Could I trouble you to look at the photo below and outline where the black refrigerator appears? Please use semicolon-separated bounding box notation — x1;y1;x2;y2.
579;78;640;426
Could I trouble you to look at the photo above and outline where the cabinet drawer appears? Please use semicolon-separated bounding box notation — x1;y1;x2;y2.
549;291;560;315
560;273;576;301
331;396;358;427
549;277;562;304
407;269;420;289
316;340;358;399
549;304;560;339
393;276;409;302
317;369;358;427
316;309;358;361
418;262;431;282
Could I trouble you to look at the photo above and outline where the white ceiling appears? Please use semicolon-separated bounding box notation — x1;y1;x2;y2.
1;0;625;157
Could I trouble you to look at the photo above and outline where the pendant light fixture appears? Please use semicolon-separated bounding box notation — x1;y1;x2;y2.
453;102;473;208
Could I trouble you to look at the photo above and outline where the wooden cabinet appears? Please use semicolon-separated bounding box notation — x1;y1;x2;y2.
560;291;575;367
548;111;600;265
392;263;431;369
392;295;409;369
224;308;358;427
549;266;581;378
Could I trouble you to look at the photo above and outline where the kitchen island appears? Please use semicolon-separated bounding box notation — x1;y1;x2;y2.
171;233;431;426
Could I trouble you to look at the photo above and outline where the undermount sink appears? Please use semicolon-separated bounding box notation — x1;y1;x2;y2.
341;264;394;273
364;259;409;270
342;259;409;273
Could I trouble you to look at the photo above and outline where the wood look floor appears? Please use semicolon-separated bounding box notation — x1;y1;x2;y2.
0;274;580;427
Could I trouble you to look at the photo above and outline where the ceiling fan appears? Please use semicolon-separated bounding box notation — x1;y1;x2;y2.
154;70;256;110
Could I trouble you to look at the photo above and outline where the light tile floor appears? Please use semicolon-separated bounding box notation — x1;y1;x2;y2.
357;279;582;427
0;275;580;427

▶ **WHAT THE EXERCISE ASKS**
Could you recast the record lines, starting at the line that contains "where the undermount" and ending at the line that contains "342;259;409;273", as a Markdown table with the columns Row and Record text, one numbered row per line and blank lines omitted?

▶ **THE OUTPUT**
| Row | Record text |
|---|---|
| 1 | Could I trouble you to look at the photo above and outline where the undermount sink appears? Please use semicolon-separated bounding box notation — x1;y1;x2;y2. |
| 2 | 341;264;394;273 |
| 3 | 364;259;409;270 |
| 4 | 342;259;409;273 |